* Data for the task *
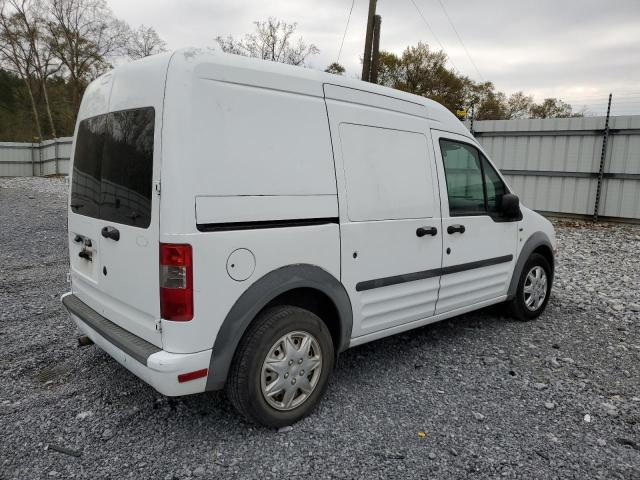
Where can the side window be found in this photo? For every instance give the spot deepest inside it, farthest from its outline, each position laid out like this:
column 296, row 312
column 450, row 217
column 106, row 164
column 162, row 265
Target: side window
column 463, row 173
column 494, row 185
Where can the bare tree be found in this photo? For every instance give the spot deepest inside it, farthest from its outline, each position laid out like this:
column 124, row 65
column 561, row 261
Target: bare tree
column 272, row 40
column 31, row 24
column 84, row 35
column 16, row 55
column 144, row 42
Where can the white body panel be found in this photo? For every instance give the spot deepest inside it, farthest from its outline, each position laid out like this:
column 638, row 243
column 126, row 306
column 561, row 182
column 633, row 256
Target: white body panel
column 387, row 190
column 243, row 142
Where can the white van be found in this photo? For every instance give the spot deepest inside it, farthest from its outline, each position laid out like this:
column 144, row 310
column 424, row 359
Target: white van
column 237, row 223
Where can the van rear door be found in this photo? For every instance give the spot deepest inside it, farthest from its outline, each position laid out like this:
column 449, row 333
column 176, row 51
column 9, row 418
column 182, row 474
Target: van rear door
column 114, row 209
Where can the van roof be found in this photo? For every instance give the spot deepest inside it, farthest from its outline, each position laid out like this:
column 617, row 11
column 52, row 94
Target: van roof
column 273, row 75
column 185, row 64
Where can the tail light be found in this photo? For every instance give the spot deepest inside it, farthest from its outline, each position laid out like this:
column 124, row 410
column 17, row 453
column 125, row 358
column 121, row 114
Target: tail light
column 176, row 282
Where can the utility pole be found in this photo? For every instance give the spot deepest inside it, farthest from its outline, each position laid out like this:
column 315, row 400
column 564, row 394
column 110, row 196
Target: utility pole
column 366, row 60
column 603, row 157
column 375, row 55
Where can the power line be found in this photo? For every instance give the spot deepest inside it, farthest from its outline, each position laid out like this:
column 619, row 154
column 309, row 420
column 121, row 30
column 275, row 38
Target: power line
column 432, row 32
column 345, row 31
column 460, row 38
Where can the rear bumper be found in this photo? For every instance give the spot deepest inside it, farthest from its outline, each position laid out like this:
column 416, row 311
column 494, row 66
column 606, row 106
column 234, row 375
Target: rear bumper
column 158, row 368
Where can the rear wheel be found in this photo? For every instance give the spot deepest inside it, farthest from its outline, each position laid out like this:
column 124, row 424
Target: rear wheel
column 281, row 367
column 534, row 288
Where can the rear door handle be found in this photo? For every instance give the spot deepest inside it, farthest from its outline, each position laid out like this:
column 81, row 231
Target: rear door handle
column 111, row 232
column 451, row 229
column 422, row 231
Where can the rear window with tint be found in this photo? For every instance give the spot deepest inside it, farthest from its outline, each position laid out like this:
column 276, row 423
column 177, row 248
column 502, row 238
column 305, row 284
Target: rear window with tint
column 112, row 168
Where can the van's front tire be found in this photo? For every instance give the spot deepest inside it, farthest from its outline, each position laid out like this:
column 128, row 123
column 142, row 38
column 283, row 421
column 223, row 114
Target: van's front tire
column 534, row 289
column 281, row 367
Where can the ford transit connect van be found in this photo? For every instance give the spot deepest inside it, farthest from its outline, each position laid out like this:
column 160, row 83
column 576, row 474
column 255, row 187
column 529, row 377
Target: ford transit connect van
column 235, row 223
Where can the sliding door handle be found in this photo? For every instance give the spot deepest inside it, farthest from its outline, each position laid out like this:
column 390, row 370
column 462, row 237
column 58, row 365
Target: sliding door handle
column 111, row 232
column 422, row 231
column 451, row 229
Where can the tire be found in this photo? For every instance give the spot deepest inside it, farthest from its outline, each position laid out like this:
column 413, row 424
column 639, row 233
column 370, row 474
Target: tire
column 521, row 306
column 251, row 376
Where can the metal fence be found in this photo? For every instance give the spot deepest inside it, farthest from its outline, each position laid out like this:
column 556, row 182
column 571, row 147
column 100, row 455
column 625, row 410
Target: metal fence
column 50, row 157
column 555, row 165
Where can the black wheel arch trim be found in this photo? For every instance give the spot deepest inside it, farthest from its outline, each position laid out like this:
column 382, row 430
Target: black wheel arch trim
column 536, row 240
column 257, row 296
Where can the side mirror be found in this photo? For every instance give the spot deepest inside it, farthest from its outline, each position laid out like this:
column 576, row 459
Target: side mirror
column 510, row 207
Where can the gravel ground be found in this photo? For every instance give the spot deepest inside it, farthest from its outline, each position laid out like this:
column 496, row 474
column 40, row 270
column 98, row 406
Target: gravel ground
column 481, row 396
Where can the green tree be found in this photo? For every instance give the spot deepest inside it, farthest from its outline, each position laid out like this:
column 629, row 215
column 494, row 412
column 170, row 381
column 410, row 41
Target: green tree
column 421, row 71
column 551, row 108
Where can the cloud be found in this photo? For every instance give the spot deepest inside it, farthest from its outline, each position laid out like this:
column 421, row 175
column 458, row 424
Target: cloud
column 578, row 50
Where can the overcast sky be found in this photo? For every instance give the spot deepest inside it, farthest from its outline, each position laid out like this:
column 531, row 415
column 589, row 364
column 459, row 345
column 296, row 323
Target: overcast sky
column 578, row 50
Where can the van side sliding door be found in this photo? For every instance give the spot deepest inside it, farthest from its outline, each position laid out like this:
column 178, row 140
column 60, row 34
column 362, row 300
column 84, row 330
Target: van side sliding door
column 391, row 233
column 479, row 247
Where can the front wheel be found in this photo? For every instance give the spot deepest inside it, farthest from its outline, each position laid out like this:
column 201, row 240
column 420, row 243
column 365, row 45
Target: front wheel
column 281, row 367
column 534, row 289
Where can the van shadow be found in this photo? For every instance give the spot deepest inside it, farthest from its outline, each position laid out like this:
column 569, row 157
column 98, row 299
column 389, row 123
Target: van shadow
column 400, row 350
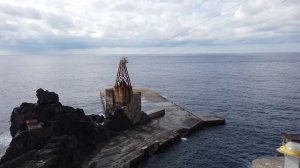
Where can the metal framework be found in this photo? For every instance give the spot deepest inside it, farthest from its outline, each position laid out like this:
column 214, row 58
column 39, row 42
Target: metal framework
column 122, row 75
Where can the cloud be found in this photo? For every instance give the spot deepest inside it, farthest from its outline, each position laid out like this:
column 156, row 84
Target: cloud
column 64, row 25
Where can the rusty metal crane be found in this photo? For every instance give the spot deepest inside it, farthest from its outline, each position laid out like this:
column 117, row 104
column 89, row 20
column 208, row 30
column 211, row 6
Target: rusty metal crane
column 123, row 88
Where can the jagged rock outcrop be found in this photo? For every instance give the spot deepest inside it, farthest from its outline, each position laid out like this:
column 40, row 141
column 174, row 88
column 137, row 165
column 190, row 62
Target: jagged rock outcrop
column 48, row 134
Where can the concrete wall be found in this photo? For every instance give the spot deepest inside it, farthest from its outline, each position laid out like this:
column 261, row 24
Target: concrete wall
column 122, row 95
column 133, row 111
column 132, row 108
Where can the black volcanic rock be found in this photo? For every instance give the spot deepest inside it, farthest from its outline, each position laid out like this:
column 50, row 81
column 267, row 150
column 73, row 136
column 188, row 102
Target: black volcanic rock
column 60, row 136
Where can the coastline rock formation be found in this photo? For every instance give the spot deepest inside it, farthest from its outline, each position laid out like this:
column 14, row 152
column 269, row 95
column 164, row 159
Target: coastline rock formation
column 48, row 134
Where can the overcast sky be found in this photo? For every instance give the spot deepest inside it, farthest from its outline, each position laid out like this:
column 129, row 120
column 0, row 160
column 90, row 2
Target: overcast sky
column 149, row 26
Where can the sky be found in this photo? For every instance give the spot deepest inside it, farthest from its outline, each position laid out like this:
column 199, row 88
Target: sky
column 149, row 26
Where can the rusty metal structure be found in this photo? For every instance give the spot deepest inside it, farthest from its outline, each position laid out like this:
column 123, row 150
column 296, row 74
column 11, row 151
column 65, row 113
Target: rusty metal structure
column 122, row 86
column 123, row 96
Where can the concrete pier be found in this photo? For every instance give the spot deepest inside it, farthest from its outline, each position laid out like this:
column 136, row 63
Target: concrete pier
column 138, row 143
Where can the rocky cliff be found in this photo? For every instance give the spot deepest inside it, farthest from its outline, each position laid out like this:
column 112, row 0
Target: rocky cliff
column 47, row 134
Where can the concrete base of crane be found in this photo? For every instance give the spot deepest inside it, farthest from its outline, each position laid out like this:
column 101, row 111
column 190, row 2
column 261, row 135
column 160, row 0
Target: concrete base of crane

* Task requirements *
All that should be written out is the stretch of lines above between the one holding "column 162, row 265" and the one holding "Where can the van rear", inclusive, exactly as given.

* Written reply *
column 162, row 265
Target: side window
column 463, row 173
column 494, row 185
Where can the bare tree be found in this photo? For every instance give the spot deepest inside it, farthest from its outline, each position laid out like this:
column 124, row 65
column 561, row 261
Target: bare tree
column 272, row 40
column 31, row 24
column 84, row 35
column 16, row 55
column 144, row 42
Where can the white body panel be found in this photo? For every instance give the spot deepest inside it, farthest from its outline, each position laid out like this:
column 638, row 243
column 126, row 306
column 561, row 182
column 633, row 256
Target: white body panel
column 387, row 190
column 243, row 142
Where can the white van be found in this photo? For every instance give the spot deepest inside it, farthest from its outline, each position laid out like this:
column 144, row 310
column 424, row 359
Target: white van
column 237, row 223
Where can the van rear door be found in this photo? For every instance give the spot deepest inside it, farthest from its outline, each position laid out like this:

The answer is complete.